__TASK BRIEF__
Repeat all entries below exactly as shown.

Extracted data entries
====

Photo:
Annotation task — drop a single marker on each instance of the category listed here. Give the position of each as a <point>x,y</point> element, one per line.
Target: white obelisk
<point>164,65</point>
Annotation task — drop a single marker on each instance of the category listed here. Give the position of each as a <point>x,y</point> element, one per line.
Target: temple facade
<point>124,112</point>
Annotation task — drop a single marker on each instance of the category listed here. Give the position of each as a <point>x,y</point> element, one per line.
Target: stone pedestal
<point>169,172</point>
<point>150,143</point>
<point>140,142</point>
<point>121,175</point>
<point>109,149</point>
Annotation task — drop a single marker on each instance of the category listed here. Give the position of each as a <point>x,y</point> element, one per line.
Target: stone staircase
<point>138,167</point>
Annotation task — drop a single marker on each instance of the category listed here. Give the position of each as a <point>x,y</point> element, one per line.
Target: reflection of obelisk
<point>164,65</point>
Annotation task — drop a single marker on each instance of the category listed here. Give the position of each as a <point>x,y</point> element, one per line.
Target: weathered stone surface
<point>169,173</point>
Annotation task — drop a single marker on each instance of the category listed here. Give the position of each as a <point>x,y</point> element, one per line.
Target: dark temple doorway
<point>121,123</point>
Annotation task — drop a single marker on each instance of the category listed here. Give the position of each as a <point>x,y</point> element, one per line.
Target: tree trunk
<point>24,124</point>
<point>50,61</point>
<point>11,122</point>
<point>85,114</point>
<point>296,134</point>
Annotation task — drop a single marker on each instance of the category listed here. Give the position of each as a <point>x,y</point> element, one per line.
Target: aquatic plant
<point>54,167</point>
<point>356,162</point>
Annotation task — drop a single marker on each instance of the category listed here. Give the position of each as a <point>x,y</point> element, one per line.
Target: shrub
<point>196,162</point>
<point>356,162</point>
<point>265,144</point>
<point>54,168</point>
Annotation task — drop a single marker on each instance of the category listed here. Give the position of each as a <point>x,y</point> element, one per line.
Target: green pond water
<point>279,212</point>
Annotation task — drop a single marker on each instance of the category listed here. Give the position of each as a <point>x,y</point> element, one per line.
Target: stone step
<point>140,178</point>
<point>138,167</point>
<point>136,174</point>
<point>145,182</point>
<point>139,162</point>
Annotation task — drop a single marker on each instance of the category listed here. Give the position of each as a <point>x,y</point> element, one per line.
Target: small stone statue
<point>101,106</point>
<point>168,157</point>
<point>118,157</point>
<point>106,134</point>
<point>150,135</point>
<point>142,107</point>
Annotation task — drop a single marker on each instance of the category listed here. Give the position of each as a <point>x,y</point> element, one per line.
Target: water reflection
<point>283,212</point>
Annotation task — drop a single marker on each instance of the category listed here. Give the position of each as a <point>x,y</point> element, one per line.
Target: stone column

====

__ANSWER FOR THIS EXERCISE__
Photo:
Annotation task — drop a single marker on each instance of the category listed here. Give the position of each as a <point>x,y</point> element, one per line.
Target: white obelisk
<point>164,65</point>
Annotation task — drop a single marker on each instance of the category listed here. Give the position of each as a <point>x,y</point> element, one per line.
Target: temple facade
<point>124,112</point>
Annotation task — drop a single marker on each instance of the category listed here. Give the position of each as a <point>x,y</point> element, one per line.
Target: stone pedestal
<point>169,172</point>
<point>150,143</point>
<point>140,142</point>
<point>121,175</point>
<point>109,149</point>
Annotation task — drop a single marker on each instance of the category listed here. Give the position of each as a <point>x,y</point> element, one per line.
Target: stone staircase
<point>138,167</point>
Annotation task — drop a single marker on each instance of the category listed here. Give the position of each as a <point>x,y</point> element, one per line.
Target: reflection of obelisk
<point>164,65</point>
Annotation task — drop a single marker on each instance of the category listed here. Give the position of each as a <point>x,y</point> element, one per line.
Target: weathered stone surface
<point>169,173</point>
Annotation task — drop a single marker on each instance of the category listed here. Give the position of each as a <point>x,y</point> element, one per line.
Target: dark temple doorway
<point>121,123</point>
Annotation task — drop a single marker on each instance of the category listed here. Give the position of each as a <point>x,y</point> element, one per line.
Target: tree trunk
<point>24,124</point>
<point>50,61</point>
<point>11,122</point>
<point>85,114</point>
<point>296,134</point>
Annotation task — drop a single marker on each instance of the category listed here. Give the position of each as a <point>x,y</point> element, one per line.
Target: aquatic plant
<point>54,167</point>
<point>356,162</point>
Annotation task — drop a single marker on each instance of the category listed here. Give the position of each as a <point>x,y</point> element, one per line.
Target: shrub
<point>196,162</point>
<point>356,162</point>
<point>265,144</point>
<point>54,168</point>
Annotation task — drop a single marker on each instance of the category listed here. Give the position of each as a <point>x,y</point> element, one per line.
Target: green pond water
<point>279,212</point>
Annotation task — drop a single marker on each instance of the category listed here. Give the position of each as a <point>x,y</point> element, one per line.
Target: stone step
<point>140,178</point>
<point>138,167</point>
<point>136,174</point>
<point>145,182</point>
<point>139,162</point>
Annotation task — drop a single marker on each instance of the category listed here. Give the position of each as a <point>x,y</point> element, one per line.
Target: small stone statue
<point>101,106</point>
<point>168,157</point>
<point>118,157</point>
<point>106,134</point>
<point>150,135</point>
<point>142,107</point>
Annotation task — drop a single marker on each instance of the category listed here. Give the position of each as a <point>x,y</point> element, one per line.
Target: water reflection
<point>283,212</point>
Annotation task — drop a single marker on each instance of the category listed here. Give the position of each as a <point>x,y</point> element, one per line.
Target: stone column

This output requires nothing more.